PASSAGE>
THE ELEPHANT MAN -- AMC Academy, Dupont Circle, Pike and Springfield Mall.
As is carefully stated in its advertising, "The Elephant Man" is not a film version of the successful play, but a different fictionalized account of the life of the same man. In these days of simultaneously developed creative properties, or whatever an "idea"is called that is first marketed and then made to order in a variety of artistic outlets, this seems an interesting distinction. The film-makers boast of having gone back to the source material.
But in fact, although the two dramatizations differ stylistically, they use the biography of John Merrick to pose the same philosophical question, which remains unanswered.
Merrick was an Englishman so hideously deformed from birth by neurofibromatosis that he lived by exhibiting himself in freak shows as The Elephant Man, a name suggested by the trunk-like misshapeness of his face, and not related to the disease of elephantiasis. Plucked from that life by an interested doctor, Frederick Treves, he became a comspicuous object of compassion to high Victorian society.
Both dramatist and filmmakers were struck with the relationship between the position of carnival freak and that of society pet, between those who enjoyed staring at Merrick in taunting horror and those who enjoyed staring at him in self-congratulatory pity. And yet both accounts have to show how miserable he was in one life, and how happy in the other. This ought to suggest that yes, whatever the motives, there is a big difference between being openly attacked and being invited to tea, and that the ability to control one's natural reation to the body and deal with the soul is a major part of what we call civilization. That such reactions are natural are underscored, in the play, by Merrick's own enthusiasm for beauty in women, but the question of Merrick's sexuality is avoided in the film.

GIVEN ENTRIES>
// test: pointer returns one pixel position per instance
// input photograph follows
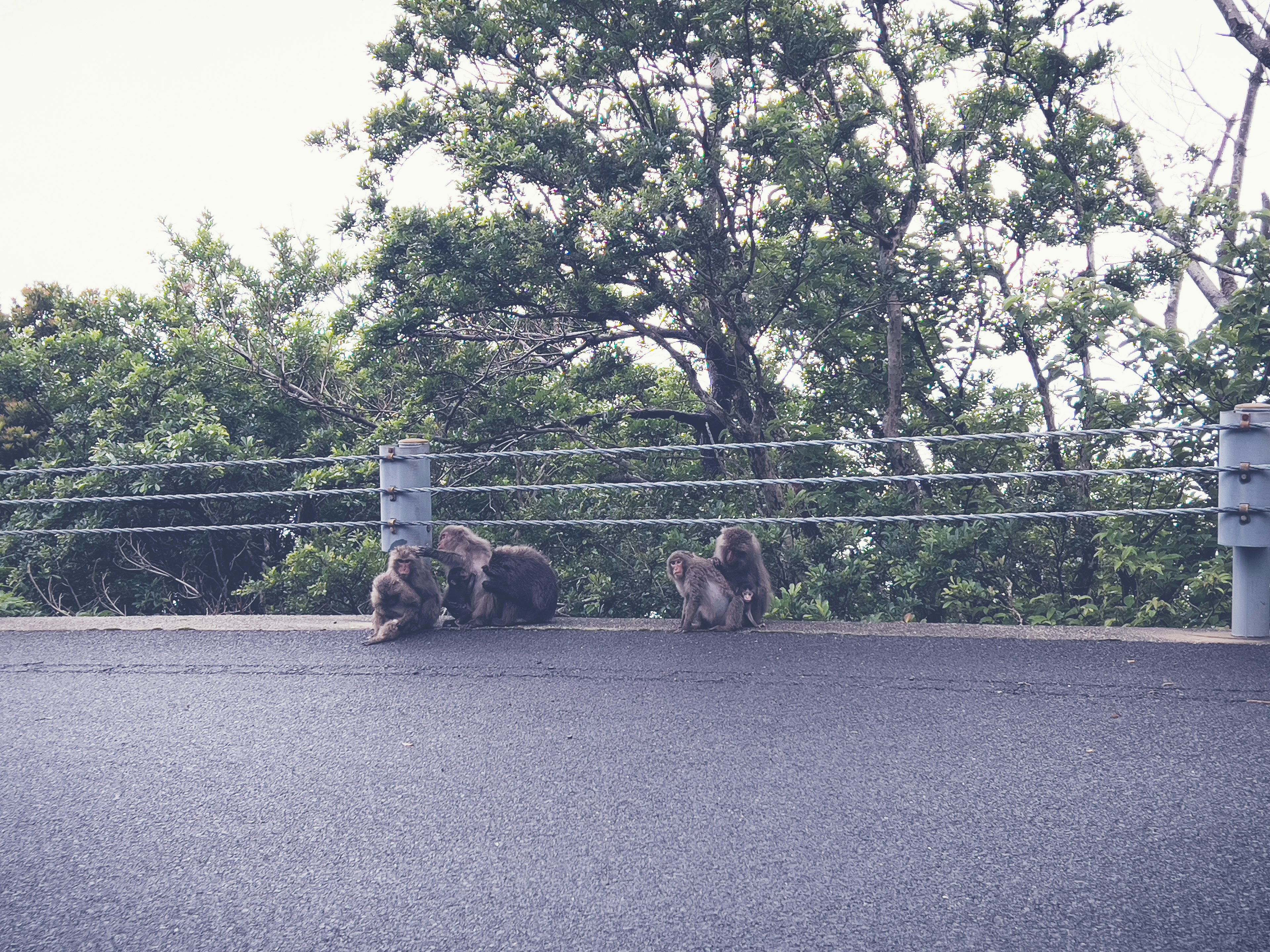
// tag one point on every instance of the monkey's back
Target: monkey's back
(525, 577)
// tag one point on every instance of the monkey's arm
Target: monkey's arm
(736, 614)
(451, 560)
(691, 606)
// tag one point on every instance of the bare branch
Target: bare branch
(1244, 32)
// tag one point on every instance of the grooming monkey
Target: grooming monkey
(491, 586)
(404, 598)
(741, 560)
(709, 601)
(524, 584)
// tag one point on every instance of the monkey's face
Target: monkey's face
(402, 562)
(451, 540)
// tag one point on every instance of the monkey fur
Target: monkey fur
(488, 586)
(741, 560)
(465, 556)
(404, 597)
(524, 583)
(709, 601)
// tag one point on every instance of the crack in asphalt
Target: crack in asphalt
(1116, 691)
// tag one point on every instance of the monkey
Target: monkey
(709, 601)
(404, 597)
(459, 595)
(488, 586)
(524, 583)
(740, 559)
(465, 555)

DIRECTIONS>
1) According to the film review, who was the doctor who took Merrick out of the freak-show life?
2) Repeat the film review word for word, beginning at the words "THE ELEPHANT MAN -- AMC" and stopping after "which remains unanswered.".

OUTPUTS BY TASK>
1) Frederick Treves

2)
THE ELEPHANT MAN -- AMC Academy, Dupont Circle, Pike and Springfield Mall.
As is carefully stated in its advertising, "The Elephant Man" is not a film version of the successful play, but a different fictionalized account of the life of the same man. In these days of simultaneously developed creative properties, or whatever an "idea"is called that is first marketed and then made to order in a variety of artistic outlets, this seems an interesting distinction. The film-makers boast of having gone back to the source material.
But in fact, although the two dramatizations differ stylistically, they use the biography of John Merrick to pose the same philosophical question, which remains unanswered.